ОТРЫВОК ТЕКСТА.
********
В самом конце ноября Наполеон III, не очень довольный инкерманской «полупобедой», раздраженный колебаниями Австрии, стал очень часто осведомляться у своего военного министра о том, что намерен предпринять Канробер в Крыму. Во французском лагере зашевелились. В Севастополе это сейчас же заметили, и князь Васильчиков очень встревожился:
«Ничего хорошего быть не может. Вот наше положение: неприятель стоит сосредоточенным на… плоскости между Балаклавой, инкерманскими развалинами и херсонесским маяком. Цель его, конечно, Севастополь; туда обращено все его внимание. От Балаклавы мимо селения Кадыкиой, вдоль по Сапун-горе, к Черной речке у него выведены укрепления большой профили на весьма выгодных местах, которые обеспечивают его от всякого с нашей стороны наступления». А главное: после Инкерманского боя неприятель так укрепил эти занятые им высоты батареями и редутами, что новая попытка отнять их у врага русским штаб-офицерам казалась уже просто невозможной, —
«если бы Данненберг вздумал [вести] войска еще раз на убой»
[886]. Солдаты и моряки,
«все недобитки несчастных моряков», стоя в холодной грязи весь ноябрь, ждали со дня на день штурма. Были признаки, что Канробер готовит новую бомбардировку и приступ. Дезертиры подтверждали эти слухи.
«Наши дела скверны; нам нужны войска, и мне кажется, что лучше потерять Бессарабию, чем Севастополь с Черноморским флотом, что неминуемо произойдет, если не дадут двух дивизий», — так пессимистично продолжал писать из Севастополя князь Васильчиков своему приятелю полковнику (потом генералу) Менькову, состоявшему в Дунайской армии при Горчакове
[887]. Понимающие положение и другие военные люди вполне разделяли пессимизм Васильчикова:
«Помогите. Пока дело шло об осаде, я уверен был, что кончится благополучно. Но теперь настает новый период войны. Не справимся с врагом». Ноябрь прошел сравнительно тихо, но с начала декабря бомбардировки не прерывались. Что делать? В штыковом бою русские ничуть не уступали врагу. Но ружья у наших войск никуда не годились сравнительно с усовершенствованными штуцерами неприятеля. У русских штуцера были лишь в виде исключения, и счастливцам, их получившим, «штуцерникам», завидовали остальные солдаты.
********
ЗАДАНИЯ.
**a)** Согласно отрывку, кому писал из Севастополя князь Васильчиков?
**b)** Почему, судя по отрывку, новая попытка отнять высоты у неприятеля казалась русским штаб-офицерам невозможной?
********
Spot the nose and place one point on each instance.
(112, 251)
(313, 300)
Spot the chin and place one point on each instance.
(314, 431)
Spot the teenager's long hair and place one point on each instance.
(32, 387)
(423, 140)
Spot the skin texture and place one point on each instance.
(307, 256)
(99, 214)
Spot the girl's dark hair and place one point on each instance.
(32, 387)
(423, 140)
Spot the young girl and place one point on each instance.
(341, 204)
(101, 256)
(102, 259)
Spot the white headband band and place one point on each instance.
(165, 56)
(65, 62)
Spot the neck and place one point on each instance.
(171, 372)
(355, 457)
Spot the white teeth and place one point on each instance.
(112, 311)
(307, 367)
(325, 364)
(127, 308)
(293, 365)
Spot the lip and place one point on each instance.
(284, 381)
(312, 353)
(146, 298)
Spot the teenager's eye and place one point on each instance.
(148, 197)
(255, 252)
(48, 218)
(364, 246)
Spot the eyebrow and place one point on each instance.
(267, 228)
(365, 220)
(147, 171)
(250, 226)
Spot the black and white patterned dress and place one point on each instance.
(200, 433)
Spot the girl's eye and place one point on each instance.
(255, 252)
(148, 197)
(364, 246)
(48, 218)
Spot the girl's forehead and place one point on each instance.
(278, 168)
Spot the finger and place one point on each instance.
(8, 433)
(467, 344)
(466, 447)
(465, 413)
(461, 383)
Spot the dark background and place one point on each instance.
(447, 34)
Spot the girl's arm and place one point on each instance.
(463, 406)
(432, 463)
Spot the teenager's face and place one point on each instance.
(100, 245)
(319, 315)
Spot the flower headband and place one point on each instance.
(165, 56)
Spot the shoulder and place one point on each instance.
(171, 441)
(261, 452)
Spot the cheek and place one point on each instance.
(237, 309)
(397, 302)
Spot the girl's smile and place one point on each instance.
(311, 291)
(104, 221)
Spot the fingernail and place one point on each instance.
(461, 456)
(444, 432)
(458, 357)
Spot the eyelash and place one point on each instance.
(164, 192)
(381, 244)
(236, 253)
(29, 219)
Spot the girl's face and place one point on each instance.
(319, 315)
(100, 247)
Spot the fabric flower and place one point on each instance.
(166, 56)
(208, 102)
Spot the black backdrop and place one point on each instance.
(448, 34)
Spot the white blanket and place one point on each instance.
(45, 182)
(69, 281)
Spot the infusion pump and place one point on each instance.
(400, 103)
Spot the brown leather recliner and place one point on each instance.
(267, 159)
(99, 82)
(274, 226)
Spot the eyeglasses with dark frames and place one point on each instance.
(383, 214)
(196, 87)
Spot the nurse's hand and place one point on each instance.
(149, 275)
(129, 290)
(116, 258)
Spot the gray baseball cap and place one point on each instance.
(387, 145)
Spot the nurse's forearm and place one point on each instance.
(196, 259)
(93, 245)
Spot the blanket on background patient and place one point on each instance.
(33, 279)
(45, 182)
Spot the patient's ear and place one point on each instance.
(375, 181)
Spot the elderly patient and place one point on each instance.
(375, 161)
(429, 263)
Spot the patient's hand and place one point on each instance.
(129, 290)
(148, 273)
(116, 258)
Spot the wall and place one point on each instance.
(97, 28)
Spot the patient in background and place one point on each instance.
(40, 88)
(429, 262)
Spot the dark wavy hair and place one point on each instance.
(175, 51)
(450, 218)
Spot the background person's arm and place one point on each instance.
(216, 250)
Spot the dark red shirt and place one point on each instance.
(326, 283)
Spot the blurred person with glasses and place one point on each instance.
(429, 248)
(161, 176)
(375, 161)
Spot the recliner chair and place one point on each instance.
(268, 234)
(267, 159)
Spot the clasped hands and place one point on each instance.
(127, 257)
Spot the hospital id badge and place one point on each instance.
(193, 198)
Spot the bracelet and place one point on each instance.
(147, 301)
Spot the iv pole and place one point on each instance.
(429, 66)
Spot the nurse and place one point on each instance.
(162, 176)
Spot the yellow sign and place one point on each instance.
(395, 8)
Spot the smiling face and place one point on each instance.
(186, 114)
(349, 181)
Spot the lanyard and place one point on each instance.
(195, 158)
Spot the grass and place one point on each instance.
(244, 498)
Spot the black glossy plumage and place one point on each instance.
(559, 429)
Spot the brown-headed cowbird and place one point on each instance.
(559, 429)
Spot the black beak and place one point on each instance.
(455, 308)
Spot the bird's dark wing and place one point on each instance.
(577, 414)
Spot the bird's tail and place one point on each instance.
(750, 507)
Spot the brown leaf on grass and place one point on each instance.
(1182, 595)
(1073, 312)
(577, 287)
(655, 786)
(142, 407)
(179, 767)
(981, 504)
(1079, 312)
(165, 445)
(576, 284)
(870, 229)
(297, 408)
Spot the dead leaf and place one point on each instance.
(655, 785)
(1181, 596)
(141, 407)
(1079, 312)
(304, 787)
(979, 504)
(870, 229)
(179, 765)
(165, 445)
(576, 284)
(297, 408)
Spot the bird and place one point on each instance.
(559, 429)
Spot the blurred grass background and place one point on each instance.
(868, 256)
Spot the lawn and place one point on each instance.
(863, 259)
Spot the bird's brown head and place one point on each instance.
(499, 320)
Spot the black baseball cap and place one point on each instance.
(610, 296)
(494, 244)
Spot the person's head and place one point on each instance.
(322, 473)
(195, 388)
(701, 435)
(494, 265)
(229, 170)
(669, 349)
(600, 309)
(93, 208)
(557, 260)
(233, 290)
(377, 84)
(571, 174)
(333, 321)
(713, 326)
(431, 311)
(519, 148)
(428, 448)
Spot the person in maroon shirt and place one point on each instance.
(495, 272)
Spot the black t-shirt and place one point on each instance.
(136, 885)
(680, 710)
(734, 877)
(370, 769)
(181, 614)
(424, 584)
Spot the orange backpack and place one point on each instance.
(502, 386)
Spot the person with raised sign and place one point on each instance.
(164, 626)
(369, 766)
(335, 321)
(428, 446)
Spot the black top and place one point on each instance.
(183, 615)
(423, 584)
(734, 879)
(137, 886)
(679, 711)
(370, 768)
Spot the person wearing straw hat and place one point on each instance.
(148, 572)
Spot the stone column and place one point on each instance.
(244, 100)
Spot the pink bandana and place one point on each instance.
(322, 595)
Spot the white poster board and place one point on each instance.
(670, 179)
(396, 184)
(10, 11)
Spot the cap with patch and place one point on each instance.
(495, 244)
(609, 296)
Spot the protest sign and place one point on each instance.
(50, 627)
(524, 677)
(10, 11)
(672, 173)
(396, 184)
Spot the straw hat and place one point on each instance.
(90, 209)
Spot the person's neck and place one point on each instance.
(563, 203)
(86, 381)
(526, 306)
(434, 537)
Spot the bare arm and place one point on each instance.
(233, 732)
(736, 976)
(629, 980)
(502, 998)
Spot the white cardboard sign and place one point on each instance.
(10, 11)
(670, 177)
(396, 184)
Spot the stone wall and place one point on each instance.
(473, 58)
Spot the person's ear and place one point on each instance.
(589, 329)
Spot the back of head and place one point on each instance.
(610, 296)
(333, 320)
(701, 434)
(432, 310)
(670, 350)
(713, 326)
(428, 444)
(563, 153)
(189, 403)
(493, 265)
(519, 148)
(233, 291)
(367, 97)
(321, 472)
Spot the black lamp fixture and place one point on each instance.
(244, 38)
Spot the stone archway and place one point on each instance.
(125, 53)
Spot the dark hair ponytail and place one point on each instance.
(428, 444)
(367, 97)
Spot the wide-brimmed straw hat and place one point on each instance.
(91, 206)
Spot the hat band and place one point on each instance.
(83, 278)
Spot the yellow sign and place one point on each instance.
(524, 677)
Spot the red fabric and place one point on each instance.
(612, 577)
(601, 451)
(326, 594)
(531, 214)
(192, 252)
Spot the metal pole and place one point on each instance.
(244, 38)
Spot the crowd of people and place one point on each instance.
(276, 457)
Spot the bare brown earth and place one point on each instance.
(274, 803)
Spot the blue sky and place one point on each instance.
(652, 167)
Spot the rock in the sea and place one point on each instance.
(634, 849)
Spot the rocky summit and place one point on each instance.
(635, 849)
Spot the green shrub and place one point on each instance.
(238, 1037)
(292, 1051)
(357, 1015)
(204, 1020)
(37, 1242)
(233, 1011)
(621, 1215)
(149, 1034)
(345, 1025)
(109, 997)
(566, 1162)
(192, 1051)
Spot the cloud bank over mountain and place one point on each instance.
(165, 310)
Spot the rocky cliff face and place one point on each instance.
********
ОТВЕТЫ К ЗАДАНИЯМ.
**a)** Своему приятелю полковнику (потом генералу) Менькову, который состоял в Дунайской армии при Горчакове.

**b)** После Инкерманского боя неприятель сильно укрепил занятые им высоты батареями и редутами. Поэтому новая попытка их отбить казалась русским штаб-офицерам невозможной.